Media & Press Releases

The Dawn of a New Era: Mortgage 2.0

Following the crash and burn of the early Internet age, the term Web 2.0 was coined to indicate a perceived second generation of web-based communities and hosted services – social network sites, wikies, etc. – that aimed to facilitate creativity, collaboration and sharing between users.  It wasn’t that the Internet changed….it was our way of using it that had changed.

In this Mortgage 2.0 world we can utilize technology to work for us by capturing more business by extending our reach and delivering rapid responses with accurate pricing that ultimately leads to closing more deals.

Like Web 2.0, the heart of the Mortgage 2.0 transformation needs to be collaboration and integration.  We need to bridge the different areas of our industry so that we can more openly and seamlessly work together.  Now more than ever ours is a service industry and to truly differentiate ourselves we need to deliver unmatched services. Most originators don’t even realize that 80% of their business is gained or lost before they even get the loan application.

What is required
Continue the Mortgage 2.0 press release past its last sentence. The listing after this point isn't needed.

Dataset excerpt
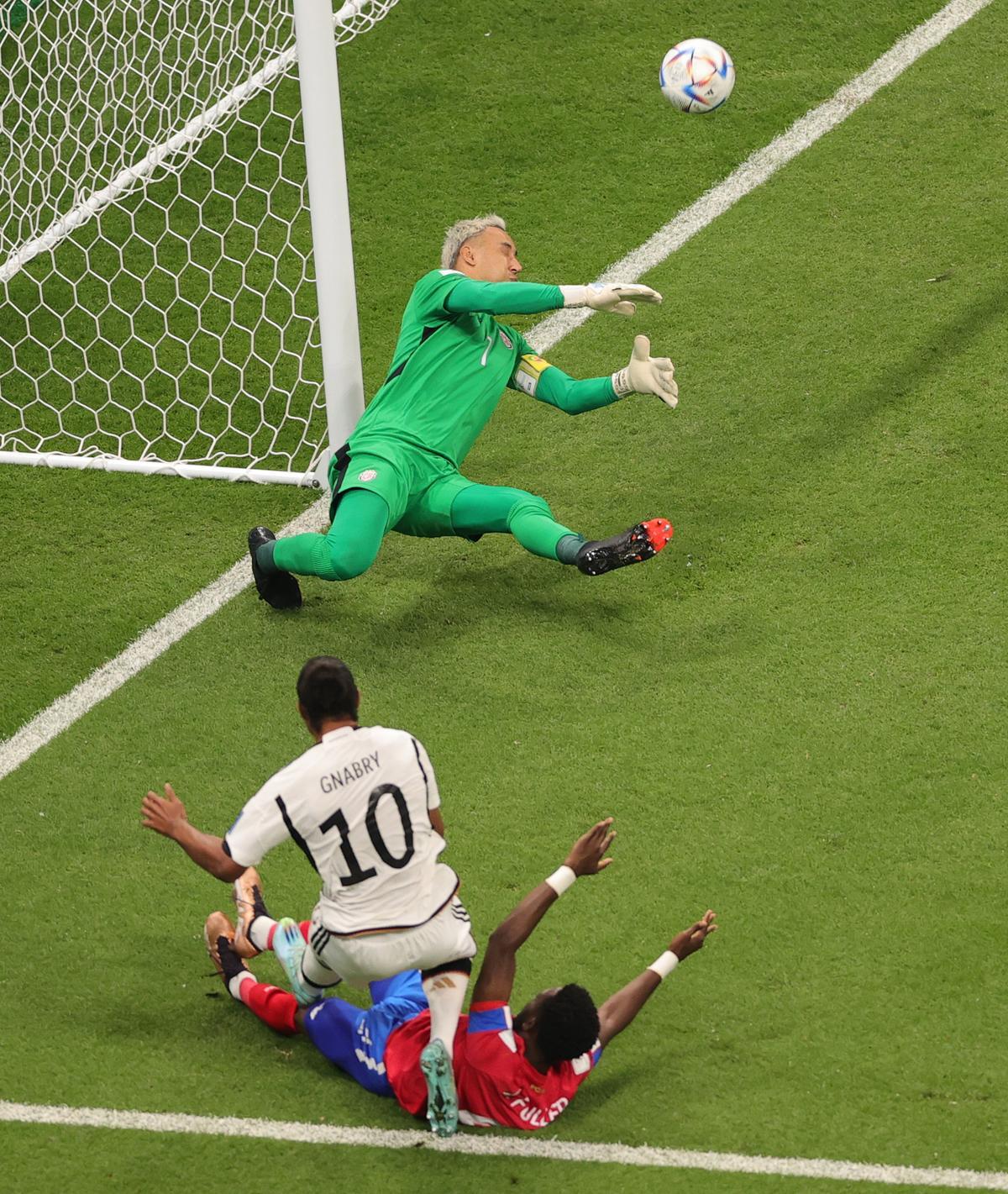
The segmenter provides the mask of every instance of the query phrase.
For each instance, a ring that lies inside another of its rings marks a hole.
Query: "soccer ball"
[[[662,94],[682,112],[713,112],[731,96],[735,63],[727,50],[706,37],[674,45],[658,72]]]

Right answer
If you can get your Internet, home phone, satellite TV and cell phone through one provider on one bill at home, why can’t you bundle your mortgage processes?

Bundled services bridge the many tools of our industry and allow us to be competitive in today’s tight market without breaking the bank. Managing costs is a primary concern of anyone in this industry, and if we can do it without losing any of our processes – better yet, if we can do it while building upon our existing service – it becomes a no-brainer.

It’s time to simplify.  There is no reason why we can’t bridge all aspects of our work with a single tool that offers a multitude of solutions.  Instead of looking for the quick fix, we need to think about how we can build an adaptive technology into our processes so that when the “next big thing” comes around we already have the capacity to handle it.

Through a single portal we should be able to manage our website, communicate with Realtors, title, escrow and our clients.  We should be able to sort and prioritize our leads.  We should be able to finesse our clients’ credit, deliver an online loan application, and close the deal with one tool. We need to make it easy for our team and for our clients to access their loan.  We need to bridge relationships instead of hindering them.

With our feet now firmly planted in 2008, it is clear that the mortgage industry is still in the throws of an identity crisis.  The loan closures we used to take for granted continue to dry up.  Prospective clients are harder to qualify.  People are holding onto their homes longer than they might otherwise as they wait out the downturn.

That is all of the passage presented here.